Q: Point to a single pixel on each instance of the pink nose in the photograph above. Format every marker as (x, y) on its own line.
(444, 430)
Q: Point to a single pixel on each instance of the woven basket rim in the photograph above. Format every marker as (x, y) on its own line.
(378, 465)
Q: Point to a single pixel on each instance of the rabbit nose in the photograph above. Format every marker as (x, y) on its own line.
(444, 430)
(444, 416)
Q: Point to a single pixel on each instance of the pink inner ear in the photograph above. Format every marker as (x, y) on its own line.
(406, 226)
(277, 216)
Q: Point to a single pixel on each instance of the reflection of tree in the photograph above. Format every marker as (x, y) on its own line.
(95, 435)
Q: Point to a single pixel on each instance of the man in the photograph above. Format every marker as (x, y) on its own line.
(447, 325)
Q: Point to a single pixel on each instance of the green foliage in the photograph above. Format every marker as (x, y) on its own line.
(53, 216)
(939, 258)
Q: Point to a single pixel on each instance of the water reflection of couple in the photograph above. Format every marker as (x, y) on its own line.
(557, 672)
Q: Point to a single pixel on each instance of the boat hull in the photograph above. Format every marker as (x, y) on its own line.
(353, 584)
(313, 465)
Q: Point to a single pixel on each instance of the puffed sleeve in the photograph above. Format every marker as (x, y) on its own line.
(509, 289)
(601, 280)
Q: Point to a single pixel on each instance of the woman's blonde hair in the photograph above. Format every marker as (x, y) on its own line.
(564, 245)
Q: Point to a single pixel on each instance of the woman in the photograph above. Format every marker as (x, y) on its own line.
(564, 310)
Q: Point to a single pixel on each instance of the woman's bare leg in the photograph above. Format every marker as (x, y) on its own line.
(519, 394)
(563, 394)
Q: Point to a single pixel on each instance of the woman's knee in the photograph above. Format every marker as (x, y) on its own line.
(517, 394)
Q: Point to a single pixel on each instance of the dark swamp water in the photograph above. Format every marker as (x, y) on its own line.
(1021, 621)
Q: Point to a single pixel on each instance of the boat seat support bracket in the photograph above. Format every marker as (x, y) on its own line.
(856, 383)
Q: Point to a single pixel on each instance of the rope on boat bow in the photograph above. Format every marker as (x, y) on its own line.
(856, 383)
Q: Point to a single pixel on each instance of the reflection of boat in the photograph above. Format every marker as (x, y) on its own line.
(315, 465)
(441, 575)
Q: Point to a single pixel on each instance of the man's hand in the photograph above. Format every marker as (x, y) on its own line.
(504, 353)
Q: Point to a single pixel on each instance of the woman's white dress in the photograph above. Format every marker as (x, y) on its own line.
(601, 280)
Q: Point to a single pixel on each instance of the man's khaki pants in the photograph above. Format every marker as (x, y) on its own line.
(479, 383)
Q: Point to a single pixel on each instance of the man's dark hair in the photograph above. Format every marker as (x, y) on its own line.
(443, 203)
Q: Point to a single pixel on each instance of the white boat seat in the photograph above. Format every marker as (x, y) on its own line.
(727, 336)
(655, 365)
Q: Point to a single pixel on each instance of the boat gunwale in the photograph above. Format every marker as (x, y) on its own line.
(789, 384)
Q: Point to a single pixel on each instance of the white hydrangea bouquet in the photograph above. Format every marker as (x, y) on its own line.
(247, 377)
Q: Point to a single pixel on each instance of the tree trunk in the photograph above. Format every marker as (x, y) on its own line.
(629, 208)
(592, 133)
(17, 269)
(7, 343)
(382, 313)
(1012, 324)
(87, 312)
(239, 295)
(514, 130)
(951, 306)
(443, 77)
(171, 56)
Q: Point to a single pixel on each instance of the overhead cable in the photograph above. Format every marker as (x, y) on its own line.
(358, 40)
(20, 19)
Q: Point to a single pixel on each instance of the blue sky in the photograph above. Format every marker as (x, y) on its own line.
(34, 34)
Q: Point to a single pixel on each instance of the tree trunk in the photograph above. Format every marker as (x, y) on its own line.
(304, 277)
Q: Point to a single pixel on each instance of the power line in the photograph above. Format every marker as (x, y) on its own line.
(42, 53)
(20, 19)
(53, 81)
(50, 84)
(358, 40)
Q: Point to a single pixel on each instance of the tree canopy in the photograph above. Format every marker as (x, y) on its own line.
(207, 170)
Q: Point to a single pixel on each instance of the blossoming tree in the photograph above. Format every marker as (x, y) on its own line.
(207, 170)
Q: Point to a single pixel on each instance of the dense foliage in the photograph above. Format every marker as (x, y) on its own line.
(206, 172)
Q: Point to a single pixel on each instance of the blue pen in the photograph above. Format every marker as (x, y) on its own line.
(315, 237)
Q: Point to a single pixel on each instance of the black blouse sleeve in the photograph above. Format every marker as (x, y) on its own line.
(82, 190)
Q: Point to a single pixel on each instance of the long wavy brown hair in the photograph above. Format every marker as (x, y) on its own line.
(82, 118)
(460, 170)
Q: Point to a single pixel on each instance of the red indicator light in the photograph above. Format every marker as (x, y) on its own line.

Challenge: Reproduce every record above with "photograph above" replaced by "image shown above" wherever it occurs, and leave all other text unchanged.

Result of this task:
Q: Point to a single pixel on each instance of the pink nose in the image shown above. Format every marker as (x, y) on its own line.
(444, 430)
Q: Point to a single pixel on each instance of the woven basket rim in the image shown above. Format every marker as (x, y) on its own line.
(378, 465)
Q: Point to a single pixel on each instance of the rabbit nose in the image shown above. Format every marker as (x, y) on its own line.
(444, 430)
(444, 416)
Q: Point to a single pixel on each instance of the pink inner ear in the image shown above. Format every marker as (x, y) on its own line.
(406, 226)
(277, 216)
Q: Point to a single pixel on each instance of the reflection of tree in the image shown above. Format every marker as (x, y) on its own line.
(95, 435)
Q: Point to a single pixel on each instance of the man in the image shown above. Format every marker as (x, y) on its own line.
(447, 325)
Q: Point to a single pixel on each instance of the green foliage in the image shown above. Format every marker as (x, y) on its own line.
(53, 216)
(939, 258)
Q: Point to a single pixel on each instance of the water reflection of couple in the image shown above. Format every marker as (x, y) on its own line.
(557, 672)
Q: Point to a single pixel on each instance of the boat hull in the image shown above. Format every marker as (x, y) on its own line.
(353, 584)
(313, 465)
Q: Point to a single pixel on each instance of the puffed sleeve in the image shown above. Format every marker as (x, y) on its own line.
(509, 289)
(601, 280)
Q: Point to a single pixel on each instance of the woman's blonde hair in the image shown above. Format every marker as (x, y) on its own line.
(564, 245)
Q: Point to a single pixel on each instance of the woman in the image shown above. Format every marker as (x, y) on its own line.
(564, 310)
Q: Point to a single pixel on each instance of the woman's bare leg in the image shown above. Format every marker as (x, y) on its own line.
(519, 394)
(563, 394)
Q: Point to a single pixel on each instance of the woman's knee in the image shown above. Format every marker as (x, y) on its own line.
(517, 394)
Q: Point to a single pixel on each instance of the dark swamp water in the image shown above. Format every marker as (x, y) on its own line.
(1021, 621)
Q: Point to a single pixel on each instance of the boat seat support bracket in the image shown above. Format every marker as (x, y) on its own line.
(856, 383)
Q: Point to a single pixel on each instance of the rope on boat bow in the image shown above. Format every marker as (x, y) on its own line.
(856, 383)
Q: Point to a single pixel on each instance of the reflection of boat in the image shown above. Format every marker as (x, y) on its own line.
(315, 465)
(441, 575)
Q: Point to a single pixel on each instance of the man's hand in the image shown above. Format every marker as (x, y) on its own line.
(504, 353)
Q: Point to a single pixel on each instance of the woman's white dress in the image shown above. Format every marker as (x, y) on its own line.
(601, 280)
Q: Point to a single pixel on each instance of the man's khaki pants in the image shown above. Format every marker as (x, y) on its own line.
(479, 383)
Q: Point to a single pixel on each instance of the man's dark hair in the image shown above. Format every marker as (x, y) on its own line.
(443, 203)
Q: Point to a single pixel on each instance of the white boat seat in the image shown above. Format every marker as (x, y) on its own line.
(727, 336)
(655, 365)
Q: Point to a single pixel on each instance of the boat gunwale in the image shown above. Format every marker as (x, y) on its own line.
(789, 384)
Q: Point to a single pixel on each instance of the white hydrangea bouquet in the image shown above. Format every marker as (x, y) on its own line.
(247, 377)
Q: Point to a single pixel on each instance of the tree trunk in the image shown above. Format every marker as (x, y) on its own line.
(629, 208)
(592, 133)
(17, 269)
(7, 343)
(382, 313)
(1012, 324)
(87, 312)
(239, 295)
(514, 130)
(951, 306)
(443, 77)
(171, 56)
Q: Point to a single pixel on each instance of the overhead cable in the image shown above. Format every marker as (x, y) on its own line.
(358, 40)
(20, 19)
Q: Point to a single pixel on each instance of the blue sky in the image shown above. Format every marker as (x, y) on its own line.
(34, 34)
Q: Point to a single pixel on each instance of the tree trunk in the image shown above. Format every marker as (x, y) on its own line.
(304, 277)
Q: Point to a single pixel on each instance of the power line in the image shown above. Format every marker as (x, y) on its own line.
(42, 53)
(20, 19)
(53, 81)
(50, 84)
(358, 40)
Q: Point to a single pixel on each instance of the tree canopy in the image shown above. Format every marker as (x, y) on its own line.
(207, 170)
Q: Point to a single pixel on each instance of the blossoming tree in the image shown above. Format every marker as (x, y) on its own line.
(207, 170)
Q: Point to a single pixel on each instance of the dense foliage in the image shown above. Format every marker as (x, y) on its own line.
(206, 172)
Q: Point to a single pixel on each instance of the blue pen in the image shown above. Format every marker as (x, y) on its own line.
(315, 237)
Q: Point to a single pixel on each instance of the black blouse sleeve in the image shown above. Format every marker as (x, y) on its own line.
(82, 190)
Q: Point to a single pixel on each instance of the long wavy brown hair in the image shown above. Format every marker as (x, y) on its own line.
(82, 118)
(460, 170)
Q: Point to a single pixel on each instance of the red indicator light in the image shown above. Format every marker as (x, y) on its own line.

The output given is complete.